Resisting government labelling and engaging the community: The ‘March For Protection’ in Hong Kong

Francesco Vecchio and Cosmo Beatson write for the Oxford Monitor of Forced Migration, an independent, student run publication that moves to engage with various aspects of forced migration through academic scholarship. The original article is available in the Oxford Monitor of Forced Migration, Volume 3, Number 1 and a simple PDF version is here.

This article intends to analyse an event that revealed new avenues for Hong Kong’s civil society to counter the government’s attempt to negate asylum seekers’ individual agency and the government’s opposition towards a comprehensive asylum policy. This article outlines the context which led to the organisation of the ‘March For Protection’ on 30 October 2012.In doing so, it aims to offer a starting point to explore and debate the march’s rationale, attainments and, more generally, civil society’s relationship with state power. 

Asylum seekers in Hong Kong recently grabbed the headlines with a protest march in which they demanded fairer screening and rebuffed official and public views that generally depict them as bogus claimants. In the wake of the ‘March For Protection’ (MFP) and widespread English-language press coverage highlighting the difficulties asylum seekers face in the territory (for example Chiu, 2012a; SCMP Editorial, 2012; Kennedy, 2013; Yeung, 2013), civil society and UNHCR Hong Kong’s head-of-office called forcefully for local authorities to accede to the 1951 Refugee Convention (Chiu, 2012b; Read, 2013) and address current procedural shortcomings (Daly, 2012; Vision First, 2013a).

Hong Kong is a Special Administrative Region of the People’s Republic of China. Under the ‘one country, two systems’ policy, it enjoys relatively broad administrative independence in immigration policy. While it is not our intention to delve into China/Hong Kong relations, we note that although the mainland signed the 1951 Refugee Convention and provisions for refugees were included in domestic law, Hong Kong has instead firmly resisted its extension to the territory (Loper, 2010). Nonetheless, the city is a signatory to the 1984 Convention against Torture and other Cruel, Inhuman or Degrading Treatment or Punishment (CAT), and a two-track asylum screening system is available to refugees. On the one hand, UNHCR performs refugee screening. On the other, the Hong Kong Government assesses claims under article 3 of CAT, which prohibits the removal of a person to the country where s/he would face torture or other cruel treatment. In spite of its potential to minimise mistakes, this bifurcated asylum reality has been said to give rise to procedural confusion, delays and a wasteful duplication of resources. In fact, refugees’ concurrent or sequential reliance on both mechanisms, affects the understandings of asylum seeking. Additionally, public policy is shaped by Hong Kong’s memory of dramatic mainlander and Vietnamese refugee inflows in the past (Vecchio, forthcoming). The government has repeatedly asserted that were Hong Kong to accede to the 1951 Refugee Convention, the city would be flooded by waves of illegal migrants posing as asylum seekers to gain entrance and exploit local prosperity (see for example discussions in the Hong Kong Legislative Council, LG, 2011).

### YOUR OBJECTIVE:
In the article on Hong Kong's 'March For Protection', on what date was the march organized? The material that comes next has no connection to the article on Hong Kong's 'March For Protection'.

### LISTED RECORDS:
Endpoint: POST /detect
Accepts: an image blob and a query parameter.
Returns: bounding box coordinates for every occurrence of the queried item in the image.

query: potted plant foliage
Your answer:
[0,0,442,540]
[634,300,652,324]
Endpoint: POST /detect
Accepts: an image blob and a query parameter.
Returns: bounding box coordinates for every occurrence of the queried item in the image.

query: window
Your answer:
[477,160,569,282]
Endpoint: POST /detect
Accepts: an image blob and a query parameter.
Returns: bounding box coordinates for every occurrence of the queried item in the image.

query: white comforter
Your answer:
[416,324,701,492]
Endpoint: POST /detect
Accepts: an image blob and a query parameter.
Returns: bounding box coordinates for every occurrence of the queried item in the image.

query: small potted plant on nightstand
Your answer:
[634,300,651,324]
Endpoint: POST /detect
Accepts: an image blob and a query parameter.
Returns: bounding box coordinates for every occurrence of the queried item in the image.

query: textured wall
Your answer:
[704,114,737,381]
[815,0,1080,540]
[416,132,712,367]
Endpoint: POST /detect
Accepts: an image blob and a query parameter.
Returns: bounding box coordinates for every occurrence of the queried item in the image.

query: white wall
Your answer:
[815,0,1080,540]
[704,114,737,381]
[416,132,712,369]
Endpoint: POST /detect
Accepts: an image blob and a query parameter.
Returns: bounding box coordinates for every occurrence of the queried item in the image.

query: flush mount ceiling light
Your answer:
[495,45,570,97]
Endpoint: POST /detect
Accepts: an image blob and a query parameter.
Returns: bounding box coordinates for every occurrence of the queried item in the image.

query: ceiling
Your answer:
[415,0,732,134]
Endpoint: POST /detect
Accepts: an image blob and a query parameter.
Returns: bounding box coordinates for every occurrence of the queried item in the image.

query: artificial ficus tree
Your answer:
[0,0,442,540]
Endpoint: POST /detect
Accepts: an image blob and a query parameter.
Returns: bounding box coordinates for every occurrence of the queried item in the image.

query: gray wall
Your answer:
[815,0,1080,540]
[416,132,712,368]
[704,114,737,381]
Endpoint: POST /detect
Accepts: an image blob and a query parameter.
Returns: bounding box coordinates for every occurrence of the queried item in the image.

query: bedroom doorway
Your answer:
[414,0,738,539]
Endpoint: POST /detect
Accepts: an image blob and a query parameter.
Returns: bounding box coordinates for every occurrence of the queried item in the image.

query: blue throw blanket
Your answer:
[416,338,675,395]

### SOLUTION:
30 October 2012